▶ **Your tasks**:
A) Render the sentence "And as i said, the coins are limited." from the coin change question into Spanish.
B) Reproduce the coin change question word for word, starting at "(change 10 '(5" and ending at "(if (= sum 0)".

Coin Change Algorithm with limited coins - Scheme

Question

i need to write the procedure change which gets a sum of money and list of available coins, and returns the number of possible ways to pay the money with these coins. And as i said, the coins are limited.

Examples:

(change 10 '(5 5 10)) → 2
;; [1 coin of 10 ,2 coins of 5]

(change 5 '(1 1 1 2 2 5 10)) → 3
;; [1 coin of 5, 1 coin of 2 and 3 coins of 1, 2 coins of 2 and 1 coin of 1]

I tried this:

(define (change sum coins)
  (if (< sum 0)
      0
      (if (= sum 0)
          1
          (if (and (> sum 0) (<= (length coins) 0))
            0
            (+ (change (- sum (car coins)) (cdr coins)) 
               (change sum (cdr coins)))))))

[Location identification records]

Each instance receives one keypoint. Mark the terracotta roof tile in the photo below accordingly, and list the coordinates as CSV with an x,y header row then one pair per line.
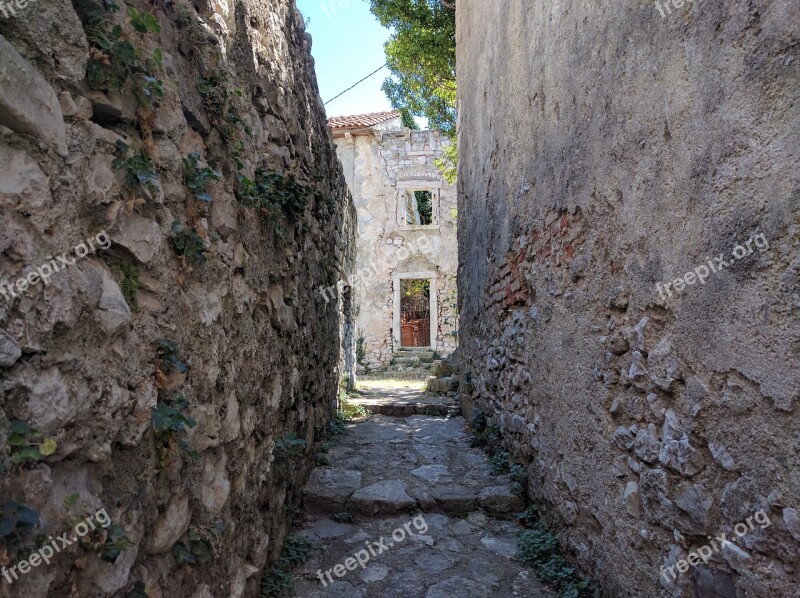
x,y
361,120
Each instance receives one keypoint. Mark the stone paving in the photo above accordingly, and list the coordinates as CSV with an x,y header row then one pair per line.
x,y
399,402
430,519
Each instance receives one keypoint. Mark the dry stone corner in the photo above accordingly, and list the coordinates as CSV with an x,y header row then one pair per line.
x,y
305,364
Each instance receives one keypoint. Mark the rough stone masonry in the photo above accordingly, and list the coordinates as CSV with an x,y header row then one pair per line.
x,y
603,150
181,379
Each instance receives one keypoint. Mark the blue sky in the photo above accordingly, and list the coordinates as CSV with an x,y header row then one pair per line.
x,y
348,45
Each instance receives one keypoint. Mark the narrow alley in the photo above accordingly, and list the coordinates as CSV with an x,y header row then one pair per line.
x,y
440,524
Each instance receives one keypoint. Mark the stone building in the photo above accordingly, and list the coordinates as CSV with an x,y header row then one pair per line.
x,y
406,249
200,303
612,153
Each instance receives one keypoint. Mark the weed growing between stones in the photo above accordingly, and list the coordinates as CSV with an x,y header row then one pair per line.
x,y
223,103
119,63
108,543
171,423
196,178
289,446
130,285
519,480
27,445
343,517
138,169
17,521
188,243
279,198
538,547
499,462
199,546
277,581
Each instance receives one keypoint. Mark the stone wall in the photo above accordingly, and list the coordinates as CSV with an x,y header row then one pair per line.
x,y
212,300
379,164
605,149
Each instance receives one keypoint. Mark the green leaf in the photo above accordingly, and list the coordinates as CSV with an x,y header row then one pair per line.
x,y
29,453
143,22
26,515
17,439
48,447
20,427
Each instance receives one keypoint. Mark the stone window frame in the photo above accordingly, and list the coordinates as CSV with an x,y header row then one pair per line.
x,y
434,185
429,275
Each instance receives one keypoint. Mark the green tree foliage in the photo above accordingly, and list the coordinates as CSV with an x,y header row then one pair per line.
x,y
421,54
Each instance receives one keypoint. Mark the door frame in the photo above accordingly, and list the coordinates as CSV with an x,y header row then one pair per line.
x,y
424,275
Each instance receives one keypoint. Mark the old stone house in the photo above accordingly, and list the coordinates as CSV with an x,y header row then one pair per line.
x,y
404,283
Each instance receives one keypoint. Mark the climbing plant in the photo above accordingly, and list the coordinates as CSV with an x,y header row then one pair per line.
x,y
118,61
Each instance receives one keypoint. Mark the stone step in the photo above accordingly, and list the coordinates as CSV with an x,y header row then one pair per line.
x,y
411,360
420,354
330,491
443,384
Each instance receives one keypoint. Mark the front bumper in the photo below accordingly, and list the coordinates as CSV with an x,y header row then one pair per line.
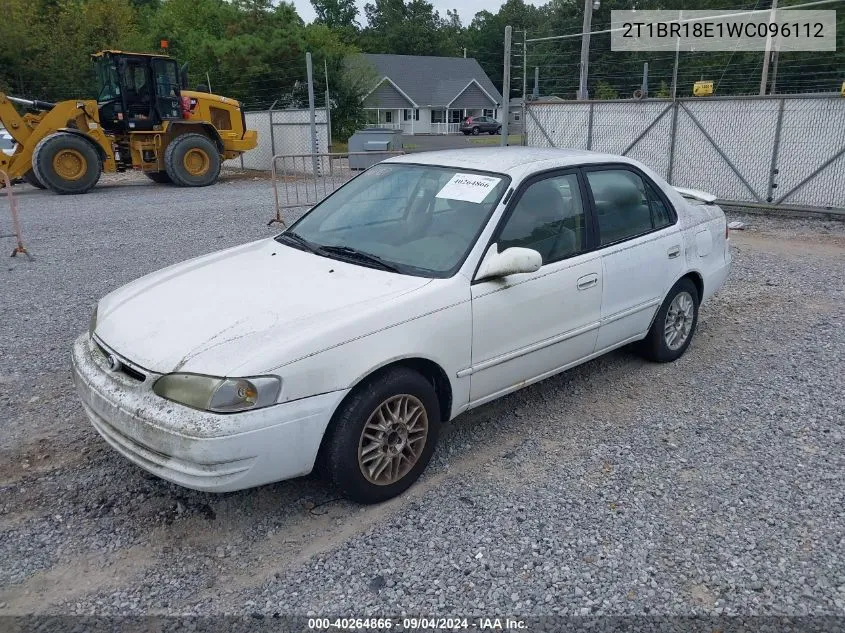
x,y
197,449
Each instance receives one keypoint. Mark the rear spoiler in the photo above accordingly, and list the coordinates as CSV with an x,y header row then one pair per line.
x,y
695,194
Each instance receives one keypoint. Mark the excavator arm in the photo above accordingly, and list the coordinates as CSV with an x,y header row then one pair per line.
x,y
78,117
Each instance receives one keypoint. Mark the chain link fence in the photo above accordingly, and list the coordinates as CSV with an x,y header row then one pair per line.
x,y
774,151
282,132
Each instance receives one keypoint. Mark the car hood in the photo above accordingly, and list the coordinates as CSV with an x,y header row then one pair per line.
x,y
211,314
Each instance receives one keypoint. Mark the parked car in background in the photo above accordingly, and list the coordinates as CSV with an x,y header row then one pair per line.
x,y
478,124
428,285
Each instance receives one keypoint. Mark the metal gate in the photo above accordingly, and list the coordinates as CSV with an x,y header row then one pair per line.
x,y
783,151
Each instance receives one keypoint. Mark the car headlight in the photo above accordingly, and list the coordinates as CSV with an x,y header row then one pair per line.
x,y
220,395
92,324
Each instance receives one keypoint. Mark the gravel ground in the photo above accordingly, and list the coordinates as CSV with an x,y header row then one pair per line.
x,y
713,485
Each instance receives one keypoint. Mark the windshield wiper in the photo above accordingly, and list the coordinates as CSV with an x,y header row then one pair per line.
x,y
297,239
355,254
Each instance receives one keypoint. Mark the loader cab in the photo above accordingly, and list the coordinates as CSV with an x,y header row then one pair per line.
x,y
136,92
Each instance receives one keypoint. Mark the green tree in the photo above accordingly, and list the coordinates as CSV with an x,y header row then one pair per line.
x,y
336,14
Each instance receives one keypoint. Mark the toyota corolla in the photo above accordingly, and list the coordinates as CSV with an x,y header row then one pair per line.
x,y
426,286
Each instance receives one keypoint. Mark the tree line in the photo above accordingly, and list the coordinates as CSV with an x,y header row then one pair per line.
x,y
253,50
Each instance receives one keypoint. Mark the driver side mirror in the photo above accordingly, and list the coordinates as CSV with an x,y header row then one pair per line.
x,y
509,262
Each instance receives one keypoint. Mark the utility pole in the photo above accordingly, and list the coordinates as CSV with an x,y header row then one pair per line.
x,y
328,106
644,87
524,81
585,49
309,70
677,56
773,87
506,85
764,77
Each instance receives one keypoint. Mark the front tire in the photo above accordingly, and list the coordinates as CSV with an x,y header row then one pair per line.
x,y
383,436
192,160
66,163
674,326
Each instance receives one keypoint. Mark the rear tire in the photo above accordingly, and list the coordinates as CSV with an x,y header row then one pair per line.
x,y
32,179
192,160
674,326
160,177
355,448
66,163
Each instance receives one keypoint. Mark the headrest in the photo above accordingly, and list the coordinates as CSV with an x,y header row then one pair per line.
x,y
613,190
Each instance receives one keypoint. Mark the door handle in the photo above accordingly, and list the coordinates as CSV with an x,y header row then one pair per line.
x,y
587,281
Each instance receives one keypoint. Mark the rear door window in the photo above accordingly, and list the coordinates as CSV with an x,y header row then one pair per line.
x,y
626,206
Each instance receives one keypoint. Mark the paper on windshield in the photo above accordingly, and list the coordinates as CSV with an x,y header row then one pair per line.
x,y
468,187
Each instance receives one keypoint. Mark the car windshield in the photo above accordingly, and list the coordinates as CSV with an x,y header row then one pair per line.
x,y
416,219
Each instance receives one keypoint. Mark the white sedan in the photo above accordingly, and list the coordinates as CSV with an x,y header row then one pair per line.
x,y
426,286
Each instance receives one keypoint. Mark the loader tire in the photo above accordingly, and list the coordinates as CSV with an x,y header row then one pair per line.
x,y
32,179
66,163
160,177
192,160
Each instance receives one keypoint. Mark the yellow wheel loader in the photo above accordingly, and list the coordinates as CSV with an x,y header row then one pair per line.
x,y
144,118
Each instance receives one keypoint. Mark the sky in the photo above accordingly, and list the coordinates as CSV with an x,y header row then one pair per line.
x,y
466,8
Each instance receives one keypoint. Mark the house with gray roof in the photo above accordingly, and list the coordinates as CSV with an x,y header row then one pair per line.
x,y
429,95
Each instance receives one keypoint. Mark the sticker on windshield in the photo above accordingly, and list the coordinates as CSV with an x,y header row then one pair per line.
x,y
468,187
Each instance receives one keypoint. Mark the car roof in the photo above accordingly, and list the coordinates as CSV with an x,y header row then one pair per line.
x,y
512,161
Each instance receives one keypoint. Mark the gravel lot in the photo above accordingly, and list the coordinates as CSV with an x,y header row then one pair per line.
x,y
714,485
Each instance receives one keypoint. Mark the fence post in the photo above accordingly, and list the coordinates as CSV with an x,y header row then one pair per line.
x,y
672,138
272,132
309,70
773,165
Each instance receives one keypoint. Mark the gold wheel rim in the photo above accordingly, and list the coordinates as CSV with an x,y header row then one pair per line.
x,y
393,439
196,161
70,164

▶ **The answers**:
A) Y como dije, las monedas son limitadas.

B)
(change 10 '(5 5 10)) → 2
;; [1 coin of 10 ,2 coins of 5]

(change 5 '(1 1 1 2 2 5 10)) → 3
;; [1 coin of 5, 1 coin of 2 and 3 coins of 1, 2 coins of 2 and 1 coin of 1]

I tried this:

(define (change sum coins)
  (if (< sum 0)
      0
      (if (= sum 0)